● Directions for this task: Starting at the line containing "[locate] person with" and ending at the line containing "[locate] bare leg", print every line of the material below exactly, both ends included, and stop there.

● Record set:
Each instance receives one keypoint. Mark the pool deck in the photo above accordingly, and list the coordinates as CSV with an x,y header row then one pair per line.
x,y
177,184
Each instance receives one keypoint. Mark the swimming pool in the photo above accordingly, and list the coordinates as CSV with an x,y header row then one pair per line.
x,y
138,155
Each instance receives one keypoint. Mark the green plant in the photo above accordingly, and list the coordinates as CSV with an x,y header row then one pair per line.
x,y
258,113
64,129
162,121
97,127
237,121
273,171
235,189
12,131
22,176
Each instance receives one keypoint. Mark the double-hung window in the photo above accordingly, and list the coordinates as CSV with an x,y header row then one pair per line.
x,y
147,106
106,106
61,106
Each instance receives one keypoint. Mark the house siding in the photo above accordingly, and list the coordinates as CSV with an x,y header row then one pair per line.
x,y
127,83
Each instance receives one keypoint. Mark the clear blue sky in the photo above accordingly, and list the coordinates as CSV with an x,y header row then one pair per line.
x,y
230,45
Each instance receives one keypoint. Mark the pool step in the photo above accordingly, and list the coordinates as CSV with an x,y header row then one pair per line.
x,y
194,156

==

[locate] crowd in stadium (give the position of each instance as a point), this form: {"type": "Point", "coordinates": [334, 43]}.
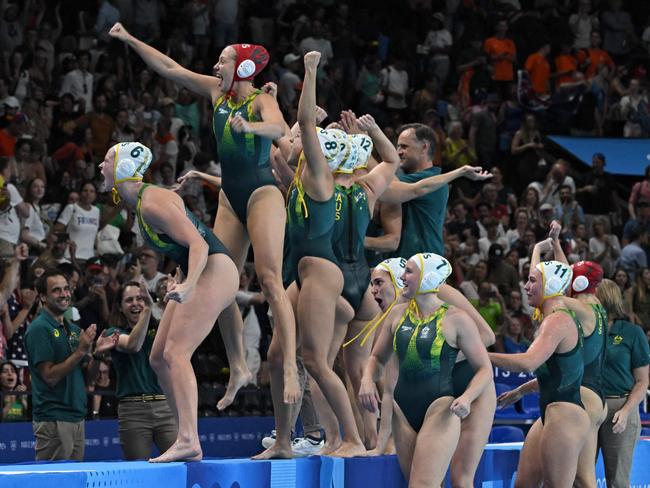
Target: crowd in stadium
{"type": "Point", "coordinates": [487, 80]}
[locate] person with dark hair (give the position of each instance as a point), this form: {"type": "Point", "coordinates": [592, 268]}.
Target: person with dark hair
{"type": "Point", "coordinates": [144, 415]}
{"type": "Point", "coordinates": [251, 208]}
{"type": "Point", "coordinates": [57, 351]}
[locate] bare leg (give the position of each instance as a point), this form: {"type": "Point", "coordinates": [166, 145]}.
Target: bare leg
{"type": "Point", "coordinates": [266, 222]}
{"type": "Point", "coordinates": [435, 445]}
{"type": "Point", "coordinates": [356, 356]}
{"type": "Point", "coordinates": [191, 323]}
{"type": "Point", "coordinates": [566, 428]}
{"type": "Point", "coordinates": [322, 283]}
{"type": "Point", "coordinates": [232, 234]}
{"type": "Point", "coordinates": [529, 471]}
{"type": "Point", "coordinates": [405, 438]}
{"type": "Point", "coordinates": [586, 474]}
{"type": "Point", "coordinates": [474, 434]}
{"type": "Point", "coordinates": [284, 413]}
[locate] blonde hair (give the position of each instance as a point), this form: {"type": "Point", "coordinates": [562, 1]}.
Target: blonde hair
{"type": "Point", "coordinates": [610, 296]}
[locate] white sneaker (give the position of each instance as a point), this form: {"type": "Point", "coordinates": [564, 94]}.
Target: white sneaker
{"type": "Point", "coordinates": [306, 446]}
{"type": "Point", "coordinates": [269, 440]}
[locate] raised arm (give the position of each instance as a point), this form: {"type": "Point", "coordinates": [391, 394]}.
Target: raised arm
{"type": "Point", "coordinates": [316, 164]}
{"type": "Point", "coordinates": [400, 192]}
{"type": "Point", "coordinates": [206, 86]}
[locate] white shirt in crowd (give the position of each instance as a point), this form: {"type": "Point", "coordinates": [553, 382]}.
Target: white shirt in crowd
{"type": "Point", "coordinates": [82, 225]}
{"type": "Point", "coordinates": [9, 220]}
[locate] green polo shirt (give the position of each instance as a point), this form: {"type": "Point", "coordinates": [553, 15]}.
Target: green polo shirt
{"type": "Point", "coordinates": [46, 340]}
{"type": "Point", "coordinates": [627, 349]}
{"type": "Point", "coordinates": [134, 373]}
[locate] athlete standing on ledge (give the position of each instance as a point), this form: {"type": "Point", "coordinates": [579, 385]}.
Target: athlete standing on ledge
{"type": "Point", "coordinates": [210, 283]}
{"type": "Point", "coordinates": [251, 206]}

● Result of this exercise:
[locate] person with dark hair (give the position of each instance as a point), this form: {"type": "Point", "coordinates": [592, 268]}.
Target: person with dark hair
{"type": "Point", "coordinates": [144, 415]}
{"type": "Point", "coordinates": [251, 208]}
{"type": "Point", "coordinates": [57, 351]}
[locate] bare leg (give the position of each instance as a point), this form: {"type": "Point", "coordinates": [166, 145]}.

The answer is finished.